**Extract**
★ ★ ★ ★ ★

The need for urgency emerges when managers feel things go too slowly.
Duh. Obviously, that’s the case.
But why are things going too slowly?
Here are three reasons:
1. Lack of purpose
2. Lack of alignment
3. Lack of trust
Almost always, when we hear the cry for a sense of urgency, one or more of the three above is lacking.
So start there.
Don’t micromanage your team to urgency.
It’s short-term, creates more problems than solutions, and rarely creates the results you’re looking for.
It’s like pushing the gas pedal in a car while the gear is in neutral.
A lot of noise, but nothing moves.
Let’s analyze these three root causes a bit more.
Lack of purpose.
When people are unclear about why the company is doing what it’s doing and how their personal purpose relates to its purpose, you won’t get full engagement. Without full engagement, things slow down.
Lack of alignment.
Unclear strategy, too many priorities to be executed at once, roles and responsibilities must be clarified (or used as a reason for incompetence or lack of ownership), and decision-making is slow and unclear. Consequently, the energy within the team goes down, and speed suffers.

★ ★ ★ ★ ★

**Given data**
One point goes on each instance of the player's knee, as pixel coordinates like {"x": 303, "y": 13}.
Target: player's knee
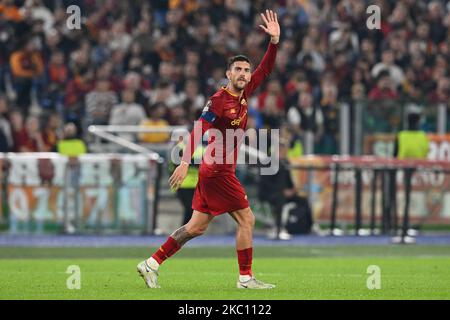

★ ★ ★ ★ ★

**Set problem**
Write out, word for word, everything in the passage on urgency above from "But why are" down to "team to urgency.".

**Written answer**
But why are things going too slowly?
Here are three reasons:
1. Lack of purpose
2. Lack of alignment
3. Lack of trust
Almost always, when we hear the cry for a sense of urgency, one or more of the three above is lacking.
So start there.
Don’t micromanage your team to urgency.